** BEGIN EXTRACT **

Yahoo Sports is previewing all 32 teams as we get ready for the NFL season, counting down the teams one per weekday in reverse order of our initial 2018 power rankings. No. 1 will be revealed on Aug. 1, the day before the Hall of Fame Game kicks off the preseason.
If you want to discount the Los Angeles Chargers as contenders this season because they can’t seem to stay out of their own way, that’s fine. It wouldn’t be a surprise if the Chargers have some of the most inexplicable losses in the NFL this season because that happens every season.
But do yourself a favor and look at the roster before counting them out.
I’m not sure there are many teams with more blue-chip talent. The Chargers have a great quarterback in Philip Rivers, a solid running back in Melvin Gordon and a deep receiving corps. Most teams look for one elite pass rusher, and the Chargers have two: Joey Bosa and Melvin Ingram. They have one of the deepest secondaries in the NFL as well, especially with first-round pick Derwin James at safety.
I also believe in coach Anthony Lynn. When the Chargers started 0-4 in their typical Chargers way, blowing games they had no business blowing, they could have packed it in. They were dealing with a dumb relocation that left them without a true home-field advantage. Lynn was a rookie coach. And somehow, Lynn kept them focused. And what a turnaround they had.

** END EXTRACT **
** BEGIN PROVIDED RECORDS **

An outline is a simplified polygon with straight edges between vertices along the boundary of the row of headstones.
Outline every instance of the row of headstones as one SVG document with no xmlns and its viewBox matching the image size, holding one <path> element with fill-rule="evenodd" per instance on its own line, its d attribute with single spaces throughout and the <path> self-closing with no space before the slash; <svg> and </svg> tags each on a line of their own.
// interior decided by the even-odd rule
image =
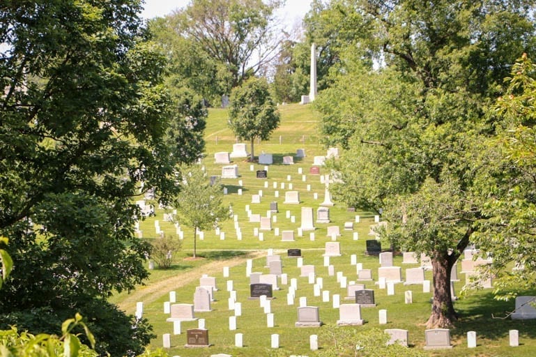
<svg viewBox="0 0 536 357">
<path fill-rule="evenodd" d="M 201 320 L 199 320 L 201 321 Z M 307 326 L 307 325 L 302 325 Z M 390 340 L 388 344 L 398 343 L 402 346 L 408 347 L 409 340 L 409 334 L 407 330 L 400 328 L 388 328 L 385 329 L 384 333 L 390 335 Z M 515 347 L 519 345 L 519 332 L 518 330 L 510 330 L 509 331 L 509 344 L 510 347 Z M 280 335 L 277 333 L 270 335 L 270 347 L 277 349 L 280 347 Z M 171 348 L 171 334 L 164 333 L 162 335 L 163 347 L 165 349 Z M 434 328 L 426 330 L 424 331 L 425 345 L 424 349 L 451 349 L 452 345 L 450 344 L 450 331 L 446 328 Z M 191 328 L 186 331 L 187 343 L 185 347 L 208 347 L 210 346 L 208 340 L 208 330 L 204 328 L 204 324 L 199 324 L 198 328 Z M 235 334 L 235 347 L 244 347 L 243 333 Z M 477 347 L 477 333 L 475 331 L 467 332 L 467 347 L 475 348 Z M 309 336 L 309 349 L 316 351 L 319 349 L 318 335 L 311 335 Z M 211 355 L 211 356 L 230 356 L 224 354 Z"/>
<path fill-rule="evenodd" d="M 247 153 L 246 145 L 243 143 L 237 143 L 233 144 L 233 151 L 231 153 L 227 151 L 220 151 L 214 154 L 214 160 L 217 164 L 229 164 L 231 162 L 231 158 L 247 158 L 250 155 Z M 339 149 L 337 148 L 328 148 L 326 156 L 315 156 L 314 159 L 314 165 L 323 165 L 324 161 L 327 158 L 337 158 L 339 156 Z M 298 158 L 302 158 L 305 157 L 305 149 L 298 149 L 296 150 L 296 157 Z M 289 158 L 287 160 L 293 160 L 293 156 L 285 156 L 283 158 L 283 163 L 285 162 L 285 158 Z M 259 163 L 264 165 L 271 165 L 273 163 L 273 157 L 271 153 L 261 153 L 259 155 Z M 293 163 L 291 161 L 291 163 Z"/>
</svg>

** END PROVIDED RECORDS **

▶ _WHAT YOU NEED TO DO_:
1) Which two players does the preview name as the Chargers' elite pass rushers?
2) Reproduce the part of the preview that opens with the words containing "But do yourself" and closes with "turnaround they had.".
The records are not needed for any of this work.

▶ _RESULTS OF THE EXERCISE_:
1) Joey Bosa and Melvin Ingram.

2)
But do yourself a favor and look at the roster before counting them out.
I’m not sure there are many teams with more blue-chip talent. The Chargers have a great quarterback in Philip Rivers, a solid running back in Melvin Gordon and a deep receiving corps. Most teams look for one elite pass rusher, and the Chargers have two: Joey Bosa and Melvin Ingram. They have one of the deepest secondaries in the NFL as well, especially with first-round pick Derwin James at safety.
I also believe in coach Anthony Lynn. When the Chargers started 0-4 in their typical Chargers way, blowing games they had no business blowing, they could have packed it in. They were dealing with a dumb relocation that left them without a true home-field advantage. Lynn was a rookie coach. And somehow, Lynn kept them focused. And what a turnaround they had.